**Data records**:
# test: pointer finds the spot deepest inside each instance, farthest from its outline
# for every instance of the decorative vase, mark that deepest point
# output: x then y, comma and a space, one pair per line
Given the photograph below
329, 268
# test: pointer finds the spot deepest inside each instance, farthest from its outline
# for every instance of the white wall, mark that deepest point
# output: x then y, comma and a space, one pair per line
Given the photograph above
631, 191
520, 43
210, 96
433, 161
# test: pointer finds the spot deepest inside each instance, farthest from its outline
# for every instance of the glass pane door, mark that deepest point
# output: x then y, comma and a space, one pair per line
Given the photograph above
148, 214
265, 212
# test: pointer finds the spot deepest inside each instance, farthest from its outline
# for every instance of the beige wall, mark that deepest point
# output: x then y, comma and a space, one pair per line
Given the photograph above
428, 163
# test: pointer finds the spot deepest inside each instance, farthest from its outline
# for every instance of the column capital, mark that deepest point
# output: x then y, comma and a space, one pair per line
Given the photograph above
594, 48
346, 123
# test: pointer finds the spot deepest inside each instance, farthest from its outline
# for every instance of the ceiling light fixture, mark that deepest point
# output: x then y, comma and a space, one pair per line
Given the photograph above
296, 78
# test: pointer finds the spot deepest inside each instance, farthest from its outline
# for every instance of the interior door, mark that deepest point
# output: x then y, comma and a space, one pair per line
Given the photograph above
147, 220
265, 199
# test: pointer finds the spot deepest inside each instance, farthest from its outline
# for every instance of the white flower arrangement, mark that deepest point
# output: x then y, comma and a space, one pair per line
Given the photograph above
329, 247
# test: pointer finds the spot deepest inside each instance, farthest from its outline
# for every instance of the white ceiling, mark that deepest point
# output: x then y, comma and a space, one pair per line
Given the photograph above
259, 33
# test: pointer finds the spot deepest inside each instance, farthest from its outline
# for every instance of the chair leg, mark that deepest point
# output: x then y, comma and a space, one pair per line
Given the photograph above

**How to complete this task**:
Whenever a line above contains "white", copy that line.

**Task response**:
# for every instance of the white wall, mark that deepest point
# for every instance of the white flower arrangement, mark that deepest point
# for every instance of the white ceiling, mark that deepest point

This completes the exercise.